** Start of RECORD LIST **

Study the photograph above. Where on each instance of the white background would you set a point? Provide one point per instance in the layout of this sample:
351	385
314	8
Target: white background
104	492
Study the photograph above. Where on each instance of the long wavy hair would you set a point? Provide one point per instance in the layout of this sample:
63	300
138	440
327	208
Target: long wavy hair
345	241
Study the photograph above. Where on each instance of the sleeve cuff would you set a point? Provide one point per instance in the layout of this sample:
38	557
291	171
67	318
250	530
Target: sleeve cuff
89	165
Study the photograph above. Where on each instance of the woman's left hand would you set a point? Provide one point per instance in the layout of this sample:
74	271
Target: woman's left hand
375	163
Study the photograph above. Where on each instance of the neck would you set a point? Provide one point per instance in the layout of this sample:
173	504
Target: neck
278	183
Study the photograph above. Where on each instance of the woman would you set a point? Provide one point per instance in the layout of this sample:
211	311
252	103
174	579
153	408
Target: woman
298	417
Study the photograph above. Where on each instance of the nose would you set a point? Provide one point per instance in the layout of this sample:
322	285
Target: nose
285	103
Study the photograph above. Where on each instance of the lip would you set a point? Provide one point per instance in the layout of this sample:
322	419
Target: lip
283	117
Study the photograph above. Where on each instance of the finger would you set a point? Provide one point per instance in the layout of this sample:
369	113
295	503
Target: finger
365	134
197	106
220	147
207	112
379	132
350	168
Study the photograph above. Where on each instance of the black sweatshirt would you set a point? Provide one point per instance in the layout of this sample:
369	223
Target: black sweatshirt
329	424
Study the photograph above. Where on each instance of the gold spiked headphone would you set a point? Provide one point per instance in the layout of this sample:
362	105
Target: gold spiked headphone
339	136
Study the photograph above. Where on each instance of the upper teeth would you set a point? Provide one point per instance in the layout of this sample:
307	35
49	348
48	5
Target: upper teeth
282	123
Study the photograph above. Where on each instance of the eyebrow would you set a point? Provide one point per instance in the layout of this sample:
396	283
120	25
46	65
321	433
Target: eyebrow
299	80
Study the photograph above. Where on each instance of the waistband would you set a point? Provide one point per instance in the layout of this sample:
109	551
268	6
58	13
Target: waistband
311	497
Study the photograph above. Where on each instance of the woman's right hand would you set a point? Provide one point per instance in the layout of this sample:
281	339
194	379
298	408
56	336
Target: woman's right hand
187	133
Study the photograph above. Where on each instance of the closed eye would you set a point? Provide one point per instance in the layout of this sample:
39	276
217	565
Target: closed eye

** End of RECORD LIST **

**INSTRUCTION:**
Write out again, unchanged, every line from the line containing "of the eyebrow" to the final line of the material above.

**ANSWER:**
Study the photograph above. Where on each instance of the eyebrow would you set a point? Provide one point per instance in the layout of this sample:
396	283
120	25
46	65
321	433
Target: eyebrow
299	80
Study the photograph above. Where on each instance of the waistband would you set a point? Provide one point per instance in the layout of this sample:
109	551
268	6
58	13
Target: waistband
311	497
Study the photograph above. Where on each instance of the woman's right hand would you set a point? Provide one point per instance in the layout of this sample:
281	339
194	379
298	408
56	336
Target: woman's right hand
187	133
Study the photograph above. Where on each instance of the closed eye would you set a point? Provide one point per instance in the layout of this sample:
39	276
217	565
Target: closed eye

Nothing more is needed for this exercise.